■ **PROVIDED INFORMATION**:
══════════════════════════════
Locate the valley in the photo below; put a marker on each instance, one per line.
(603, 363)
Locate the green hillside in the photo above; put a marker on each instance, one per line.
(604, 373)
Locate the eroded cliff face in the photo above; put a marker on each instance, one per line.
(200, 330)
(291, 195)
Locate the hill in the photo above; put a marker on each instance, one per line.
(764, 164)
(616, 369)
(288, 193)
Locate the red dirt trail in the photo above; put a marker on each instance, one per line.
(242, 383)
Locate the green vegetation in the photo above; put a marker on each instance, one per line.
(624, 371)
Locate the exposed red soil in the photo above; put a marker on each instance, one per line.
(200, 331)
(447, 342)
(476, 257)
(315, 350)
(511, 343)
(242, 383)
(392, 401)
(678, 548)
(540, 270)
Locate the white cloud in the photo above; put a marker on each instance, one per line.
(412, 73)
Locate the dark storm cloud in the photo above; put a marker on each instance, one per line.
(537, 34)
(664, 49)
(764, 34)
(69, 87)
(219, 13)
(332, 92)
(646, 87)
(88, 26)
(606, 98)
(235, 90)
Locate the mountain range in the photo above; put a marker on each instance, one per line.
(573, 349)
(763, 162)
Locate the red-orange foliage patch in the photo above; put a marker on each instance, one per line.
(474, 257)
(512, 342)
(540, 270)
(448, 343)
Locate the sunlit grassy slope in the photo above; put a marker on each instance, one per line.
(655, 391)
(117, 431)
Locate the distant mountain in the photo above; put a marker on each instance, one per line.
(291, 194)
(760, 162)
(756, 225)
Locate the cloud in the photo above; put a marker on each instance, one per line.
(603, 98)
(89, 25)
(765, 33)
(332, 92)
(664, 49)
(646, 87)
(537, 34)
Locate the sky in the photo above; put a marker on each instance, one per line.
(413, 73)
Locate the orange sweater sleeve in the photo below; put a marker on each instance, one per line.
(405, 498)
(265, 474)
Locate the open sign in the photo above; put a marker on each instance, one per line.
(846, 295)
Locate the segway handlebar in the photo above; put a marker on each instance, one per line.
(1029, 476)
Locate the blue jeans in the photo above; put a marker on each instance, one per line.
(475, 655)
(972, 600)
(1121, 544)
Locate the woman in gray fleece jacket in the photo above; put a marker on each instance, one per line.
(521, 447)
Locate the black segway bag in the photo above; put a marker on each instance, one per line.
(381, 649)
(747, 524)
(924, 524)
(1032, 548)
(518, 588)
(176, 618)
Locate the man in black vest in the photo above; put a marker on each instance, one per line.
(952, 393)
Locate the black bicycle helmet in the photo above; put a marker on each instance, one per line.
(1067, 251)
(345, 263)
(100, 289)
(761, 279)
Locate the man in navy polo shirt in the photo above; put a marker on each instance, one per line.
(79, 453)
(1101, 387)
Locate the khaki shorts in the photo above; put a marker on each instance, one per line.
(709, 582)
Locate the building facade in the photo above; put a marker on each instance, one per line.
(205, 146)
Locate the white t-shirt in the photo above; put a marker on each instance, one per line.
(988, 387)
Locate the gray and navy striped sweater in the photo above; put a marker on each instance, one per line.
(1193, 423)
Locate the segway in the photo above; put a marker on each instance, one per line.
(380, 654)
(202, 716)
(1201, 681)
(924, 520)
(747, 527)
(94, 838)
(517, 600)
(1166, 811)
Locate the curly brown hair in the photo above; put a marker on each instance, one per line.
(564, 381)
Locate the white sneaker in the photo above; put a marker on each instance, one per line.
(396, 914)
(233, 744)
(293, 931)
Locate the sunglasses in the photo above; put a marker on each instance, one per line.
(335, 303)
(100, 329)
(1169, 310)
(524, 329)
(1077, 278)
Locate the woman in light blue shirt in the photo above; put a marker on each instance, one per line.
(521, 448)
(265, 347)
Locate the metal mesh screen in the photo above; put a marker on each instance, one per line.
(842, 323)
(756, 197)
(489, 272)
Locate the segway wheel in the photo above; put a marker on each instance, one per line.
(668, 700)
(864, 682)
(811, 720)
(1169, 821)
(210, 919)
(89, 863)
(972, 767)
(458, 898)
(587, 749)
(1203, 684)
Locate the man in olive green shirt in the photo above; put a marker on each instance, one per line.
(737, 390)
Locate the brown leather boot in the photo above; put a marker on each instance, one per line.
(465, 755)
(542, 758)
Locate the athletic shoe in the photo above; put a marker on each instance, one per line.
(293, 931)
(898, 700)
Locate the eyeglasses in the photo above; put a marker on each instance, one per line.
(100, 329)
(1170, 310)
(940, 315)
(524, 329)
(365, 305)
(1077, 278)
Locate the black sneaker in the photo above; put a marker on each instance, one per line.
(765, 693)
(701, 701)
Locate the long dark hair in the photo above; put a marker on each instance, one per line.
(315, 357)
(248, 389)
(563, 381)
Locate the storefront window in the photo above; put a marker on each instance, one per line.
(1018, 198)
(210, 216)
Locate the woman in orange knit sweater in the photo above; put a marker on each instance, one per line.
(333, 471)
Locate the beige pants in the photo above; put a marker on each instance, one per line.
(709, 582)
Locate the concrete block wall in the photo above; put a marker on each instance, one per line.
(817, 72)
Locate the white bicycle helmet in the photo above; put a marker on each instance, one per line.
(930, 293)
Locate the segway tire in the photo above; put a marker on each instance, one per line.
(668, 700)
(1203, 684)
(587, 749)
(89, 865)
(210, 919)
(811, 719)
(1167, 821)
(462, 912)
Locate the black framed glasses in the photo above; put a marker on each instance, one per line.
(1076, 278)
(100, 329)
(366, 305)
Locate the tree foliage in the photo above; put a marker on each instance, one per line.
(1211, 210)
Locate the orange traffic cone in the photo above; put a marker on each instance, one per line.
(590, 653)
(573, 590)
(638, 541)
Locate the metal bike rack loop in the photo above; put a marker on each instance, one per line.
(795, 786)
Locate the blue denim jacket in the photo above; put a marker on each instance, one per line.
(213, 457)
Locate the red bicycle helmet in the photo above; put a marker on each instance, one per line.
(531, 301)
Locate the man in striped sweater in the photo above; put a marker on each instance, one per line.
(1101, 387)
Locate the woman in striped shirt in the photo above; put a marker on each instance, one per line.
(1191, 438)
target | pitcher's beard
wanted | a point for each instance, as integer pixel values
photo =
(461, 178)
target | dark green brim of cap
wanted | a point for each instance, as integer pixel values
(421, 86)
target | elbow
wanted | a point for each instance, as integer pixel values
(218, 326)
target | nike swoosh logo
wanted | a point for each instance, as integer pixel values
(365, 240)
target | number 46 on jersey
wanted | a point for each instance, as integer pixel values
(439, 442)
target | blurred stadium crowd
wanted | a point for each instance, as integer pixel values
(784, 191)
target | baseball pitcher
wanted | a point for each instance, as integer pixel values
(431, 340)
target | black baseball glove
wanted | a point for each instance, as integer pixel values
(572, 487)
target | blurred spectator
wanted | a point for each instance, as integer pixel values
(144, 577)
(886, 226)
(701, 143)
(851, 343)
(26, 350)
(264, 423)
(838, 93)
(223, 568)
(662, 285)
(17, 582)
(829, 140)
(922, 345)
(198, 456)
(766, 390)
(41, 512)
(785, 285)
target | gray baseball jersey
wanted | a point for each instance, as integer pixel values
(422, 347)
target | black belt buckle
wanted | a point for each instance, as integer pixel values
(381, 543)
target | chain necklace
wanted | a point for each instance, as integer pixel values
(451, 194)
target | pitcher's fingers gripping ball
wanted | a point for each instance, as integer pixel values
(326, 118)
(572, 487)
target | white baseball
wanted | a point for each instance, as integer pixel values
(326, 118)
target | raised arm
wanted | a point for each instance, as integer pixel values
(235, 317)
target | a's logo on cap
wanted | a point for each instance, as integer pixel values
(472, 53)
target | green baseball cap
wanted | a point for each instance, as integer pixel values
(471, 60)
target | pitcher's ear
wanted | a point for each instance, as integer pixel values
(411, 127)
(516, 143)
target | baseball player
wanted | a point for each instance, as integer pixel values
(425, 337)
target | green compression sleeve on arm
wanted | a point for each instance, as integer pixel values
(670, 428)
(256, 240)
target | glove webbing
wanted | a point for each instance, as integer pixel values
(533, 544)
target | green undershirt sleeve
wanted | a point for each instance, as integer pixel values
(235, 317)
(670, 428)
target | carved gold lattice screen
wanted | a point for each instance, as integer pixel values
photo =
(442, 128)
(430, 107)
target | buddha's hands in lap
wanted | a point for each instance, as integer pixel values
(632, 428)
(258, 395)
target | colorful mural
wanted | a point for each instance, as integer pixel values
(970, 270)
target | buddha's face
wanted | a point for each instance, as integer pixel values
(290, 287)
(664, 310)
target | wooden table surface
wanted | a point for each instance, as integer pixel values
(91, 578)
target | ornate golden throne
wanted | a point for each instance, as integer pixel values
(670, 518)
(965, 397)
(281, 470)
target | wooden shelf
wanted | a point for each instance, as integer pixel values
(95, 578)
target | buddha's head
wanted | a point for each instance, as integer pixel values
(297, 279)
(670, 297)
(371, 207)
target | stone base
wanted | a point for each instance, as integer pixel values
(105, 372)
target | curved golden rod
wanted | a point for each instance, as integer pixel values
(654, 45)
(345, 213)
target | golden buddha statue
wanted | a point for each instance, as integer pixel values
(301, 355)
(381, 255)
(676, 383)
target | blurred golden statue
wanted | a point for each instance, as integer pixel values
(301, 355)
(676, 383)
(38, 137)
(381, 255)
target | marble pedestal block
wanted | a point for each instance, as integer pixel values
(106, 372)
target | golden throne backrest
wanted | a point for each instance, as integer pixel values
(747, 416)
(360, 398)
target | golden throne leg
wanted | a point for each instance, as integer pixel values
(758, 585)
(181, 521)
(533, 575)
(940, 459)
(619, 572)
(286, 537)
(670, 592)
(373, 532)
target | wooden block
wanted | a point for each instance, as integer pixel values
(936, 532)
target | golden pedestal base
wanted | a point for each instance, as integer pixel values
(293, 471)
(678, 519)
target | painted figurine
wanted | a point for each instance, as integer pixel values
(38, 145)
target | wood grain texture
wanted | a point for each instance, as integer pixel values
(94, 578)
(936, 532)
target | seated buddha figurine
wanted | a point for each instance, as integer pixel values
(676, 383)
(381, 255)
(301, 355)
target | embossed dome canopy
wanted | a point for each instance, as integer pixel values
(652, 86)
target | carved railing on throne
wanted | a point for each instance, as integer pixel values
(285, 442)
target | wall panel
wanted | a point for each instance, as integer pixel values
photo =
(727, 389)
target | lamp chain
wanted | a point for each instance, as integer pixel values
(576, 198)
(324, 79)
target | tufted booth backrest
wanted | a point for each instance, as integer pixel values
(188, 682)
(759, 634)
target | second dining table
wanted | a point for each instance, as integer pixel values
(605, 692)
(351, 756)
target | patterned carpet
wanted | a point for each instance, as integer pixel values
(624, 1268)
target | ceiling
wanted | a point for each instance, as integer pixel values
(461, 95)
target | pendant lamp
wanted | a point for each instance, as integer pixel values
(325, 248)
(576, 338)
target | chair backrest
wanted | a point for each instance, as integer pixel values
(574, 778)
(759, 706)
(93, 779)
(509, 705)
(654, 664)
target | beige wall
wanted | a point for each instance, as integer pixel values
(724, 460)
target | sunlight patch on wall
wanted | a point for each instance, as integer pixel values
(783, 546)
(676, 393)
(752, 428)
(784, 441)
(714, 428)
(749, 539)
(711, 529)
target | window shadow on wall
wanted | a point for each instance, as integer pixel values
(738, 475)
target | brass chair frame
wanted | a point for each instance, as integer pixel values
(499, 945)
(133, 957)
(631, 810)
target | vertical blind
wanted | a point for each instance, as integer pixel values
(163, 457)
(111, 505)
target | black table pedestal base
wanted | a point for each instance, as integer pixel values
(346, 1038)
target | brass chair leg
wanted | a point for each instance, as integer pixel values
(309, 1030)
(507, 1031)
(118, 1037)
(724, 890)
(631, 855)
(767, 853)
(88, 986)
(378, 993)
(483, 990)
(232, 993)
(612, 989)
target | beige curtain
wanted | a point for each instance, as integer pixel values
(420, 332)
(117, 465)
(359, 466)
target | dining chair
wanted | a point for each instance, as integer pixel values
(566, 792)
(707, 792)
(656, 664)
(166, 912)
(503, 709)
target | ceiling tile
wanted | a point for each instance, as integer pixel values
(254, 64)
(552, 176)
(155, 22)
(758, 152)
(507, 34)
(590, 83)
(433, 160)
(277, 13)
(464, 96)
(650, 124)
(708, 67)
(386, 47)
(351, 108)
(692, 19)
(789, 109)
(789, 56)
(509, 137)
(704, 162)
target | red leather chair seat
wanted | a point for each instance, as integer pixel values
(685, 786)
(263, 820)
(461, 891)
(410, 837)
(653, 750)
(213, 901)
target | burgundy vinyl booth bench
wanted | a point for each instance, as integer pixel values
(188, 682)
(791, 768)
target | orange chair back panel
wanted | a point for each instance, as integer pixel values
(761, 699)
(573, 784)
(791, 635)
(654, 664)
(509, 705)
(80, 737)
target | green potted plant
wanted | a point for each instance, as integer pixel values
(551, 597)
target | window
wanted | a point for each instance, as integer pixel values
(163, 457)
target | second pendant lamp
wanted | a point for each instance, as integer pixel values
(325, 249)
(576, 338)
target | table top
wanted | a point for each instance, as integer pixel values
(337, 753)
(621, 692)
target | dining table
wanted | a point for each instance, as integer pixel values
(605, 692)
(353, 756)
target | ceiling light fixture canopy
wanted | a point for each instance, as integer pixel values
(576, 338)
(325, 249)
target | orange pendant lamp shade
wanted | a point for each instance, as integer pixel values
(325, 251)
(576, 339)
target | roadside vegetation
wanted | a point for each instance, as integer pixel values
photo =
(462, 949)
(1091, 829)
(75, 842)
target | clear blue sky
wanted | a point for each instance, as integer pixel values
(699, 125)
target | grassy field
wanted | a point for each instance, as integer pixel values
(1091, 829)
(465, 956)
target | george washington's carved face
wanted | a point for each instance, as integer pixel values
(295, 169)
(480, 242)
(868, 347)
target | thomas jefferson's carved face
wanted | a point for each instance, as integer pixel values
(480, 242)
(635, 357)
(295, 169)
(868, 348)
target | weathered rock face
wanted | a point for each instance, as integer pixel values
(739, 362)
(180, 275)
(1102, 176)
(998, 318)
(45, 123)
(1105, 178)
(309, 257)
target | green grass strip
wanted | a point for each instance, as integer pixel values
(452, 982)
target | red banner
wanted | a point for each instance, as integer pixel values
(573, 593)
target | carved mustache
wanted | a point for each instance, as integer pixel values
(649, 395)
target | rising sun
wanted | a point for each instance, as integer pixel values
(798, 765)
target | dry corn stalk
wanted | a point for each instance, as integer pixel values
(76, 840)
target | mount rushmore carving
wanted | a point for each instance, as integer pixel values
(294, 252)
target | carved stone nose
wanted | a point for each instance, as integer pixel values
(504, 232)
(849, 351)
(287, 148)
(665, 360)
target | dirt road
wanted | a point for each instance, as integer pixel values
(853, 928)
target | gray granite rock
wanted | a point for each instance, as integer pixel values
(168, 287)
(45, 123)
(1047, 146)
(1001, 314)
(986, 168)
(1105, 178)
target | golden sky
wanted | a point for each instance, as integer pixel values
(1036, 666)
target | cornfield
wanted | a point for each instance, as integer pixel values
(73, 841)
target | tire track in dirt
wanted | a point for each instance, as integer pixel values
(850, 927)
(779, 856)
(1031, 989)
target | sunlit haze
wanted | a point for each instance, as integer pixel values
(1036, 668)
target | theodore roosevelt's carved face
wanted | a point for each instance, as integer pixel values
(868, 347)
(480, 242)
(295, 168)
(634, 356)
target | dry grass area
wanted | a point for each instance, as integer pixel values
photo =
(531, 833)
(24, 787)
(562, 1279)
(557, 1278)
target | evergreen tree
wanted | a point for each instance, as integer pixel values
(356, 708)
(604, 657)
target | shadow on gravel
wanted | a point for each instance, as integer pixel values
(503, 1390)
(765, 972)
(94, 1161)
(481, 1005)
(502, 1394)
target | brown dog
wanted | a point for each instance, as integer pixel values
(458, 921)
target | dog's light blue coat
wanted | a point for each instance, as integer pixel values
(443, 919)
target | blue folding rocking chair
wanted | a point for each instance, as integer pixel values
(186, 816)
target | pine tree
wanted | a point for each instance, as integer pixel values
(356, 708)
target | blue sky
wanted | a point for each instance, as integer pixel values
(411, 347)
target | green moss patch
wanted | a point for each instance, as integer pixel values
══════════════════════════════
■ **TASK**: Extract, exactly as they appear, the lines from the one containing "target | evergreen tree" through the final line.

■ **EXPECTED ANSWER**:
target | evergreen tree
wanted | a point for each instance, as integer pixel values
(356, 708)
(604, 657)
target | shadow on gravel
wanted | a point for each instance, as integer pixel values
(503, 1390)
(765, 972)
(94, 1161)
(481, 1005)
(502, 1394)
target | brown dog
wanted | a point for each instance, as integer pixel values
(458, 921)
target | dog's light blue coat
wanted | a point for each instance, as integer pixel values
(443, 919)
target | blue folding rocking chair
wanted | a point for each instance, as integer pixel values
(186, 816)
target | pine tree
wanted | a point for each instance, as integer pixel values
(356, 708)
target | blue sky
wanted | a point for each instance, as integer pixel values
(411, 347)
target | green moss patch
wanted | a point for each instance, as integer pixel values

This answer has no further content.